**WHAT THIS TASK INVOLVES**
Copy out all the lines in the records that include the word "wall".

═════ STORED DATA

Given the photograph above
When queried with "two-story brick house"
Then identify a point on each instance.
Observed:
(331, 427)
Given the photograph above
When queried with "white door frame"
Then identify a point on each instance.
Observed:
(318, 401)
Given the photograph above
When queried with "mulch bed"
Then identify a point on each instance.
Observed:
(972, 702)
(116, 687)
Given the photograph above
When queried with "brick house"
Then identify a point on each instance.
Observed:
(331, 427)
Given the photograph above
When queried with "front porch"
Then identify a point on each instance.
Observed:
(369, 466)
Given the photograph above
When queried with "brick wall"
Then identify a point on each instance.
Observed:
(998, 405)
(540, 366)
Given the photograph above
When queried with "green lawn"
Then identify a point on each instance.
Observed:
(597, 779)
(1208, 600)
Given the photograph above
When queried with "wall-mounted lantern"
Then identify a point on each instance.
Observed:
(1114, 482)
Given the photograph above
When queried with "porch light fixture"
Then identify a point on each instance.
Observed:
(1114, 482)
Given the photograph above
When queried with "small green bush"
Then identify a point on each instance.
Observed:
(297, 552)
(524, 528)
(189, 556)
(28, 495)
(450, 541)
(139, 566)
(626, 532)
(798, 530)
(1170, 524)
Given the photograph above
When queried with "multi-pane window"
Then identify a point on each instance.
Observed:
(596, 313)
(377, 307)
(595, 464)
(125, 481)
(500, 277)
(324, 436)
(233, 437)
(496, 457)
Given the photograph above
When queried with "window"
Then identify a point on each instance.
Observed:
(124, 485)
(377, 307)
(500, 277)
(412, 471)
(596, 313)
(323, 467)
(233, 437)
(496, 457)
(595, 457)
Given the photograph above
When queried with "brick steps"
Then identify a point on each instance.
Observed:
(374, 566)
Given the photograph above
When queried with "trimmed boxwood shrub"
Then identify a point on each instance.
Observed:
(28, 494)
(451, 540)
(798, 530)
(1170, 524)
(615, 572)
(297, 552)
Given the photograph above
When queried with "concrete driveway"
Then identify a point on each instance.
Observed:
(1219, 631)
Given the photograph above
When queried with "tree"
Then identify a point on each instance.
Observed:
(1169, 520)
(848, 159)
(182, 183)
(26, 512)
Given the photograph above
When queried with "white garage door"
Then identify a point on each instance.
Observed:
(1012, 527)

══════════

**SOLUTION BELOW**
When queried with "brick wall"
When queried with "wall-mounted lantern"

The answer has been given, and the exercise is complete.